Problem to solve →
Transcribe only the lines between the first line of the records and the line containing "Indicate a point on each instance of the green foliage", inclusive, exactly as written.

Data extract →
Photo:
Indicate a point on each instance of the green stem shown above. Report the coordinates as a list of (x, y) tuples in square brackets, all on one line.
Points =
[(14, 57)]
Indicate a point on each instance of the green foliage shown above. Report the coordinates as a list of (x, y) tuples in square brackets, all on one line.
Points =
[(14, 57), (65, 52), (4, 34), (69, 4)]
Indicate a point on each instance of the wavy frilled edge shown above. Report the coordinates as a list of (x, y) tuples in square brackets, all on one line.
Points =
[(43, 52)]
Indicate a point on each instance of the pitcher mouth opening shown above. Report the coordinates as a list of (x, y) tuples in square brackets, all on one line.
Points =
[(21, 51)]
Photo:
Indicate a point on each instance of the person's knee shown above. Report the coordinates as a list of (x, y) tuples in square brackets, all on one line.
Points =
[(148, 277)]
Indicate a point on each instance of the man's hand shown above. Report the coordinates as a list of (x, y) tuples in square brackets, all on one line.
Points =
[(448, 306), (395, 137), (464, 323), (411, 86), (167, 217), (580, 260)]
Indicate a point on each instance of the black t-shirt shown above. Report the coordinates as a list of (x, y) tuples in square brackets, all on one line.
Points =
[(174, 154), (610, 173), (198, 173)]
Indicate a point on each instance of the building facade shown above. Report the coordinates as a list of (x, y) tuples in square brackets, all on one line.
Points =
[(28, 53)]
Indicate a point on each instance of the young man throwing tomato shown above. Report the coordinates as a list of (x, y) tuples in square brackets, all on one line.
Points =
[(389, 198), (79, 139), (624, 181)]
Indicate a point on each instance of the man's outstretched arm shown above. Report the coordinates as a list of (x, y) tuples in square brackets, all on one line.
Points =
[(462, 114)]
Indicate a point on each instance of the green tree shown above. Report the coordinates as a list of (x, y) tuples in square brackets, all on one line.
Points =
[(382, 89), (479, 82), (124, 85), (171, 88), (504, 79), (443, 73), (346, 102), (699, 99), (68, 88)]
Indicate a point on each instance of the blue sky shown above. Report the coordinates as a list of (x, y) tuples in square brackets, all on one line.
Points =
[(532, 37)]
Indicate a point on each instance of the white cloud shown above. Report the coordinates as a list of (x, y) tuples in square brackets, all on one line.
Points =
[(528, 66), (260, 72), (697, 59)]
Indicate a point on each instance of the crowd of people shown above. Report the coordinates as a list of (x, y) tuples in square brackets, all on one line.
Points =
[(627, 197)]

Answer →
Photo:
Indicate a point on each instance of the green stem shown above. Report the coordinates as a list of (x, y) tuples in square brackets, all on one line.
Points =
[(14, 57)]
Indicate a point on each instance of the green foliage shown above. Report the coordinates as a list of (x, y) tuples in square brackets, all on one line.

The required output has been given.